● **Text excerpt**
-=-=-=-=-

Earthquake swarm under Davidof volcano, U.S.

earthquake-swarm-davidof-volcano-december-2021

Due to the possibility of escalating volcanic events associated with a swarm of earthquakes in the vicinity of Davidof volcano in Alaska, the Alaska Volcano Observatory (AVO) has raised the Aviation Color Code and the Volcano Alert Level for Davidof volcano to Yellow/Advisory on December 10, 2021. There is no known eruption of this volcano over the past 10 000 years.

A swarm of earthquakes occurred in the vicinity of Davidof volcano during the latter part of the week and was still ongoing as of 23:02 UTC on December 10, when AVO released its latest weekly update.1

The largest earthquake to date happened at about 19:45 UTC on December 10 and had a magnitude of 4.2. This swarm may be associated with volcanic unrest or it could also be due to regional tectonic activity, AVO said.

Due to the possibility of escalating volcanic unrest, AVO raised the Aviation Color Code and Volcano Alert Level for Davidof to YELLOW/ADVISORY.

-=-=-=-=-

● **Dataset excerpt**

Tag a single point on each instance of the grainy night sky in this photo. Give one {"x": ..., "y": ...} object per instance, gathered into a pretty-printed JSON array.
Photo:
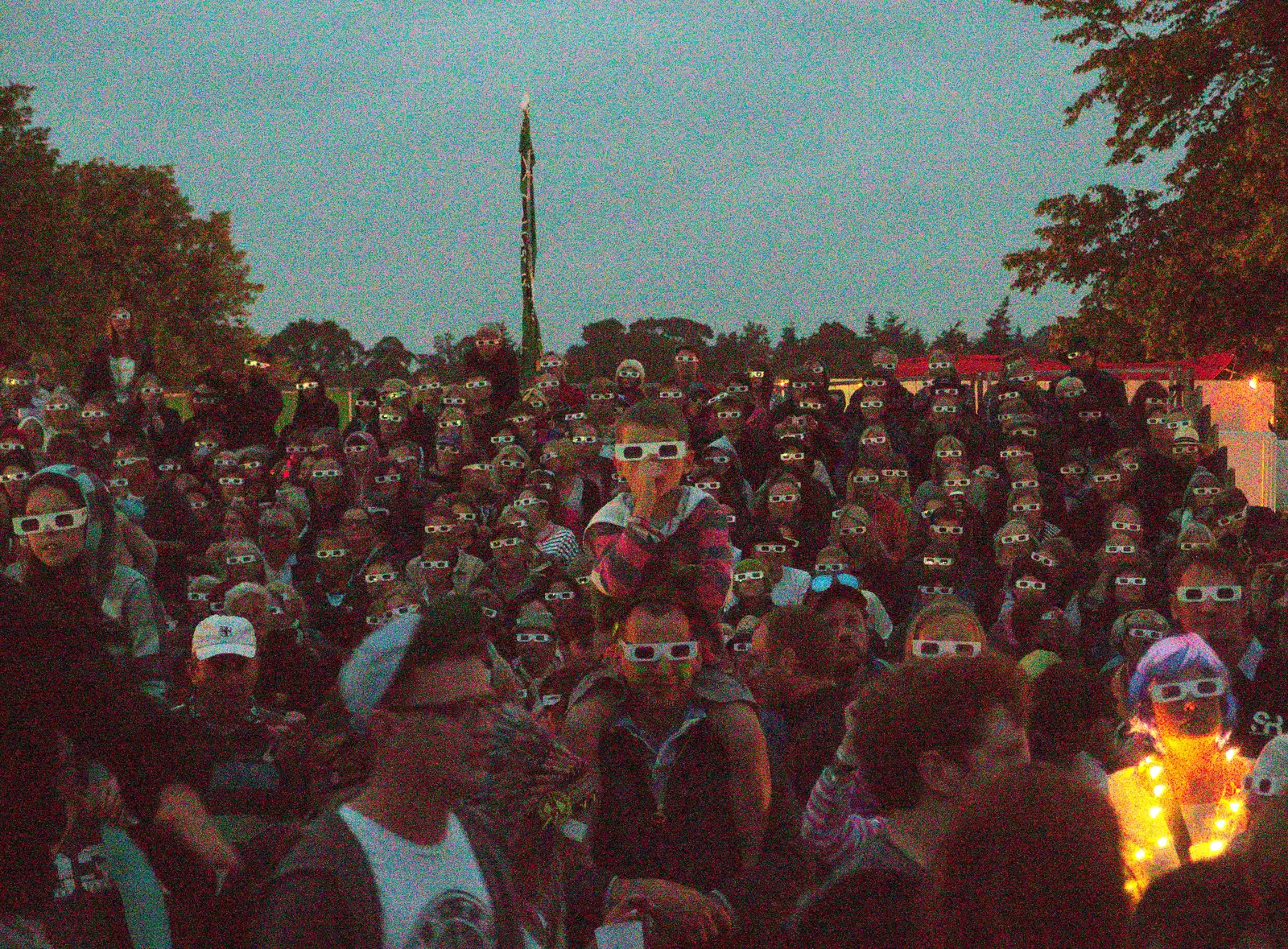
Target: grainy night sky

-=-=-=-=-

● **To do**
A) Rewrite the paragraph in the Davidof volcano text that begins "The largest earthquake to date" more briefly, keeping its main facts.
B) Repeat the part of the Davidof volcano text starting with "Earthquake swarm under" and going on through "activity, AVO said.".
C) Answer these questions from the Davidof volcano text:
(i) On what date did AVO raise the Aviation Color Code and Volcano Alert Level for Davidof volcano?
(ii) What was the magnitude of the largest earthquake in the swarm?
(iii) Over what period is there no known eruption of Davidof volcano?
Rely only on the Davidof volcano text when working on these.

● **Responses in order**
A) The largest earthquake so far struck at about 19:45 UTC on December 10 with a magnitude of 4.2. According to AVO, the swarm may reflect either volcanic unrest or regional tectonic activity.

B)
Earthquake swarm under Davidof volcano, U.S.

earthquake-swarm-davidof-volcano-december-2021

Due to the possibility of escalating volcanic events associated with a swarm of earthquakes in the vicinity of Davidof volcano in Alaska, the Alaska Volcano Observatory (AVO) has raised the Aviation Color Code and the Volcano Alert Level for Davidof volcano to Yellow/Advisory on December 10, 2021. There is no known eruption of this volcano over the past 10 000 years.

A swarm of earthquakes occurred in the vicinity of Davidof volcano during the latter part of the week and was still ongoing as of 23:02 UTC on December 10, when AVO released its latest weekly update.1

The largest earthquake to date happened at about 19:45 UTC on December 10 and had a magnitude of 4.2. This swarm may be associated with volcanic unrest or it could also be due to regional tectonic activity, AVO said.

C)
(i) December 10, 2021
(ii) 4.2
(iii) The past 10 000 years